- **Problem statement**
Copy out the data beginning with the line that contains "Where can you find the landscape" and ending with the line that contains "point(334, 186)", changing "landscape bush" to "garden shrub" and leaving everything else unchanged. Give only those lines.

- **Labeled-object pointing entries**
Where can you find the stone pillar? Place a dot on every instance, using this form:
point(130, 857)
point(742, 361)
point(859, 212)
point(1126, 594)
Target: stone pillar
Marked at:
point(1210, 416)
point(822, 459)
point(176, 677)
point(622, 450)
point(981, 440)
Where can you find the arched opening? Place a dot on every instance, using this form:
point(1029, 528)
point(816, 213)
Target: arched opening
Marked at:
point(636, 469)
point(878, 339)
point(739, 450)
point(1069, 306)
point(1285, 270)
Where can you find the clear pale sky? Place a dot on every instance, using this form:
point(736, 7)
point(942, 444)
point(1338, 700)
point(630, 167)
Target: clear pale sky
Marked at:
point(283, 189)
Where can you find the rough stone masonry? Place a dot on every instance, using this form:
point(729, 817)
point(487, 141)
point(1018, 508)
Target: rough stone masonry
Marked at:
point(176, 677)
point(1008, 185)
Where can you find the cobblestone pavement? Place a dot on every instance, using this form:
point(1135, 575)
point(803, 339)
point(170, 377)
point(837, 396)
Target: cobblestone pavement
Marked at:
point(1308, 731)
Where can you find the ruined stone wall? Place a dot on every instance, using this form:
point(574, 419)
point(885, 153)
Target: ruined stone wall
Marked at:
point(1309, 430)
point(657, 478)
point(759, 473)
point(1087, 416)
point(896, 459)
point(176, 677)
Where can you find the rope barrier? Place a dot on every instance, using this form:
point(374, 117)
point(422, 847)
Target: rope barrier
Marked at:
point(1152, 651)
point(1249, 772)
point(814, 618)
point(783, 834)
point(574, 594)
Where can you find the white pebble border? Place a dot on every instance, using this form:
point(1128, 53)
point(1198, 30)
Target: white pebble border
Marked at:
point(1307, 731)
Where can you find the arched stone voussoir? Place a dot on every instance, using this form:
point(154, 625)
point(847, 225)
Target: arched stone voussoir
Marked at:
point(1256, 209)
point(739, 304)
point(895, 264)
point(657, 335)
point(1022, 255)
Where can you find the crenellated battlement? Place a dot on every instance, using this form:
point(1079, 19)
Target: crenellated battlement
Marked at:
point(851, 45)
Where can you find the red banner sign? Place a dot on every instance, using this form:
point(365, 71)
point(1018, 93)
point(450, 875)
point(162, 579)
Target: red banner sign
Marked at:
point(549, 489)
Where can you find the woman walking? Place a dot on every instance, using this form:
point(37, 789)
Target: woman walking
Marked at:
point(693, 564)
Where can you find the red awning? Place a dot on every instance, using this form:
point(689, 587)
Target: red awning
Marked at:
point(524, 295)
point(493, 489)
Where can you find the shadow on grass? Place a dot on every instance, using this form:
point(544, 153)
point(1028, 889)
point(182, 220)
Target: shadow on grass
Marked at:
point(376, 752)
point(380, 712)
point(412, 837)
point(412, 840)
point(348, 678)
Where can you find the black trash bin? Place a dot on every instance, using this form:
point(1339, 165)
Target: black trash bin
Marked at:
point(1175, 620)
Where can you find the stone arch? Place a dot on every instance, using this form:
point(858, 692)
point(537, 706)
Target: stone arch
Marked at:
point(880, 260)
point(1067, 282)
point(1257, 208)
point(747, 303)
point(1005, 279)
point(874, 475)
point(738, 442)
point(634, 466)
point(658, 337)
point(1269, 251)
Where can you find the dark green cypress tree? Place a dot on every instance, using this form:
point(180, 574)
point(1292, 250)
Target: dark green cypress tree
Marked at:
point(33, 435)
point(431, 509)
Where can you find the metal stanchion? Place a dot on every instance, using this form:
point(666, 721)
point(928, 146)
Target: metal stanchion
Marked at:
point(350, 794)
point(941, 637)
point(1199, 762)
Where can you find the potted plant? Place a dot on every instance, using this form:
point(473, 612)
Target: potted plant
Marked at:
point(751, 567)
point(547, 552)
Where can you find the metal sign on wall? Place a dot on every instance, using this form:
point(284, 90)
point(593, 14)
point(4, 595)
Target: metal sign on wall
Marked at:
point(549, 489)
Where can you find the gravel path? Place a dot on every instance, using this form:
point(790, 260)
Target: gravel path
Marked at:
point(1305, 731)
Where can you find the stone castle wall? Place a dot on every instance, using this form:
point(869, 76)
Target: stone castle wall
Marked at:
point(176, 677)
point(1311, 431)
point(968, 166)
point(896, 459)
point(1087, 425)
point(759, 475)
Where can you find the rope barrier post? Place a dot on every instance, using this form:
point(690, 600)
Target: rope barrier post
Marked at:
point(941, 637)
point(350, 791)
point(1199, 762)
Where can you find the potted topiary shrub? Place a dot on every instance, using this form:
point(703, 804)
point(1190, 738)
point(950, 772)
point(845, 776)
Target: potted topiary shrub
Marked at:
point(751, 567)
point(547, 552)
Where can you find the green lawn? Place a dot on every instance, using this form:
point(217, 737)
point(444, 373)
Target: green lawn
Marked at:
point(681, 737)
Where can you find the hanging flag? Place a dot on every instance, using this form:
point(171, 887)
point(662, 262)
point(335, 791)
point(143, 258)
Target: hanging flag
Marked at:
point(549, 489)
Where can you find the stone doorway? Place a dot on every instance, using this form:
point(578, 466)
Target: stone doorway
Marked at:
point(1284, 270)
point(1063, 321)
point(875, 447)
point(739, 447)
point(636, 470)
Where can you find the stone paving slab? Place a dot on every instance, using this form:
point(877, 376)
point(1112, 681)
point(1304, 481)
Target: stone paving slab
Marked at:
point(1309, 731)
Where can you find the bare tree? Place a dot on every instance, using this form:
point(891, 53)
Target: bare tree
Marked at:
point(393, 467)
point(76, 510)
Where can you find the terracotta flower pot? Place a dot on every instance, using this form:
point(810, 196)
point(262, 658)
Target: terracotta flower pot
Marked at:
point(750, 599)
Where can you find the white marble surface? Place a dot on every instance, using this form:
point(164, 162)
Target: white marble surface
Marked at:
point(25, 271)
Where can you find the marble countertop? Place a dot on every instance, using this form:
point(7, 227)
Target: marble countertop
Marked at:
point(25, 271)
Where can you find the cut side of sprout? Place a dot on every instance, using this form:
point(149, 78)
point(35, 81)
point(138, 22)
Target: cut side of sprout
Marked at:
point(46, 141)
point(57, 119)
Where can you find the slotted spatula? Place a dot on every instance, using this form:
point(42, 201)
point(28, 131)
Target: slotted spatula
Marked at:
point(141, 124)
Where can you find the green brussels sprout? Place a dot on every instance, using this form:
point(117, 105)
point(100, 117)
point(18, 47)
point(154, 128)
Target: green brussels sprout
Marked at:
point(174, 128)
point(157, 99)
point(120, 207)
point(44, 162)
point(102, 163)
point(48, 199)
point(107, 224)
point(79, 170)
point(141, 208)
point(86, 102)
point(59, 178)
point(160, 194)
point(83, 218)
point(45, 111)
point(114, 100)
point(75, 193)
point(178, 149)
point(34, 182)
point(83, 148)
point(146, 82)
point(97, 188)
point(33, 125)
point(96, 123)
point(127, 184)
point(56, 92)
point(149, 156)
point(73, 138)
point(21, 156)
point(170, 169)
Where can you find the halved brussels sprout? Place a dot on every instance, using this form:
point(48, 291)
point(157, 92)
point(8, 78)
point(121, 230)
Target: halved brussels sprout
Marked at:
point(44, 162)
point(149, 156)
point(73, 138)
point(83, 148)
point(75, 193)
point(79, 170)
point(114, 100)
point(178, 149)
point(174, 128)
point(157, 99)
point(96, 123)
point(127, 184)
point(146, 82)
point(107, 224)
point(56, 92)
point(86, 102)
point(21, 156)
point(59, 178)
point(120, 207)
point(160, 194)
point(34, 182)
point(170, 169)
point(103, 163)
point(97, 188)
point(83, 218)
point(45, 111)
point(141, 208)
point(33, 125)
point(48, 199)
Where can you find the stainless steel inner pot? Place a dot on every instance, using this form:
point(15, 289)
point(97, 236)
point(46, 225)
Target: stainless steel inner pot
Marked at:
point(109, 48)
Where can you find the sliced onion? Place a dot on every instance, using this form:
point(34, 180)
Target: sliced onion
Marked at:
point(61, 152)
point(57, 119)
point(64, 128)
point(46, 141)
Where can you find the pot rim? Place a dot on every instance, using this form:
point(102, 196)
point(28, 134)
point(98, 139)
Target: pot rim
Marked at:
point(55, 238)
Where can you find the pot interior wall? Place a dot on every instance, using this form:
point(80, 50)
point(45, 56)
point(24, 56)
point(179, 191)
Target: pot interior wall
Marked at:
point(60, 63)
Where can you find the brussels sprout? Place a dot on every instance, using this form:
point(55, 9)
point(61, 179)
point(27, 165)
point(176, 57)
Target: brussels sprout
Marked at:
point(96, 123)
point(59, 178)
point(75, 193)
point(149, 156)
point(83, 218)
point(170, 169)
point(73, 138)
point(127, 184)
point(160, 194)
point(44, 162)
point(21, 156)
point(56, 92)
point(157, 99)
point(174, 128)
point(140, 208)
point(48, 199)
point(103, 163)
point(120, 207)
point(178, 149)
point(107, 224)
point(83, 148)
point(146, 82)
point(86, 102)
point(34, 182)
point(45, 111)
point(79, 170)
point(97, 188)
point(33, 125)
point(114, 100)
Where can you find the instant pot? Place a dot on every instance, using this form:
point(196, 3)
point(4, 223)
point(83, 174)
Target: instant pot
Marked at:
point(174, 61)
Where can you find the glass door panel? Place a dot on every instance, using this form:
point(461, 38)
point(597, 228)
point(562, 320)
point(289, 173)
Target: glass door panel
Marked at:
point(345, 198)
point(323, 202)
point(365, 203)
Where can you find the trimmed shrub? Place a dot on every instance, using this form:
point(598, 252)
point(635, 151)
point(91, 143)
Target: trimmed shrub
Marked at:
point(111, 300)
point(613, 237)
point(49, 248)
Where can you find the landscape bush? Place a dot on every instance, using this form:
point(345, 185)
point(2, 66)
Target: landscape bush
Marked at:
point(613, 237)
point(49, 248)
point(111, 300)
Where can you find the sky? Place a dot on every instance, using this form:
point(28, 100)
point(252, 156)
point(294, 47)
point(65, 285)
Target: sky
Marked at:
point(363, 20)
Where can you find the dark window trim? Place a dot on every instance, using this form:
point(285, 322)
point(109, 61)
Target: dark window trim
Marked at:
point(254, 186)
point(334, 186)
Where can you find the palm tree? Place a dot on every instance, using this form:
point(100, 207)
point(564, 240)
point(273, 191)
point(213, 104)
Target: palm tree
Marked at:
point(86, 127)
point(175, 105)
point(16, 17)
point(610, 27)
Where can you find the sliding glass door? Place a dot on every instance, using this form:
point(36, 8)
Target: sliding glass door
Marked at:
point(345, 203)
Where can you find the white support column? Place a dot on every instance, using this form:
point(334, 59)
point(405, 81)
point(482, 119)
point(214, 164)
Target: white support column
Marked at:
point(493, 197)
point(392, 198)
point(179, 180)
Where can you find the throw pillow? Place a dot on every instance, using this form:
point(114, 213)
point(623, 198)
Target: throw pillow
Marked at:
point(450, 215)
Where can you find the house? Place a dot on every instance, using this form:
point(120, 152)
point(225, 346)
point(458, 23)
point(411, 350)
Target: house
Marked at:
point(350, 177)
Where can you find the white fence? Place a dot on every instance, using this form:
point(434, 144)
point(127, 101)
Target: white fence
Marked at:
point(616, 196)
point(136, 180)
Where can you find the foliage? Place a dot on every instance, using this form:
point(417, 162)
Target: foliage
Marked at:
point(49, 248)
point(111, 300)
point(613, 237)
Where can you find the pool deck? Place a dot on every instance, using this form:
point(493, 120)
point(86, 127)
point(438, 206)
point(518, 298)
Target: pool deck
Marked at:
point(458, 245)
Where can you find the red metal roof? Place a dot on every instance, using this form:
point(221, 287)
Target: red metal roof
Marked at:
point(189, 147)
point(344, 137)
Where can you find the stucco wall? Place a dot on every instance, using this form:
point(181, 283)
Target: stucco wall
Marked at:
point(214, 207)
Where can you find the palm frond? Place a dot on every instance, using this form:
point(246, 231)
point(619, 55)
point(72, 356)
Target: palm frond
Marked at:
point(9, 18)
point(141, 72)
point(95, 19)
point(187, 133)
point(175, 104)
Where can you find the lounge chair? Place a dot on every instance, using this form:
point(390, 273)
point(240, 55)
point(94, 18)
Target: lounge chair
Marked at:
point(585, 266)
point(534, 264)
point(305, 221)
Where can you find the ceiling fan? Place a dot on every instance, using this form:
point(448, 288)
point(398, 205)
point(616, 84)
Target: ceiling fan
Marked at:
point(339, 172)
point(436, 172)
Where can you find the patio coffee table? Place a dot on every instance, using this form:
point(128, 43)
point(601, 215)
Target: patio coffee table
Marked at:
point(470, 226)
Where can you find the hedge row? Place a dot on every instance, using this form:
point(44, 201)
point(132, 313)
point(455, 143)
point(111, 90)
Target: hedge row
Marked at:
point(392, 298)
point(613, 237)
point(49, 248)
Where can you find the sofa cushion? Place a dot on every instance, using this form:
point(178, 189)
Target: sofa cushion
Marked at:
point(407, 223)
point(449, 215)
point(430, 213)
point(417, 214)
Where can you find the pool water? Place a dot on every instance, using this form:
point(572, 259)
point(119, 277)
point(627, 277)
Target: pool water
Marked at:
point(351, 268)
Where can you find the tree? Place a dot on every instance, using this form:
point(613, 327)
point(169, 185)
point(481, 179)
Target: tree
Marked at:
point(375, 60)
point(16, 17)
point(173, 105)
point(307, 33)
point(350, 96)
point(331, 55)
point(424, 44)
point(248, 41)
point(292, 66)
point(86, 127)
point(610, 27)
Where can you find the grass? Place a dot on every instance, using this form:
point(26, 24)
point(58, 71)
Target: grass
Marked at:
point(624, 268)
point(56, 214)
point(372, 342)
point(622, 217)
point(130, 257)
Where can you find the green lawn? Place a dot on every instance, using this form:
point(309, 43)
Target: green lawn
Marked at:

- **Answer to this task**
Where can you find the garden shrub? Place a dot on every instance, using this form:
point(345, 185)
point(2, 66)
Target: garden shrub
Marked at:
point(613, 237)
point(49, 248)
point(111, 300)
Where can you find the sky? Place a dot on every instance, using this form:
point(28, 100)
point(252, 156)
point(294, 47)
point(65, 285)
Target: sky
Marked at:
point(363, 20)
Where can you find the dark window trim? Place a dot on every instance, using this form:
point(285, 322)
point(109, 61)
Target: dark window trim
Marked at:
point(254, 186)
point(334, 186)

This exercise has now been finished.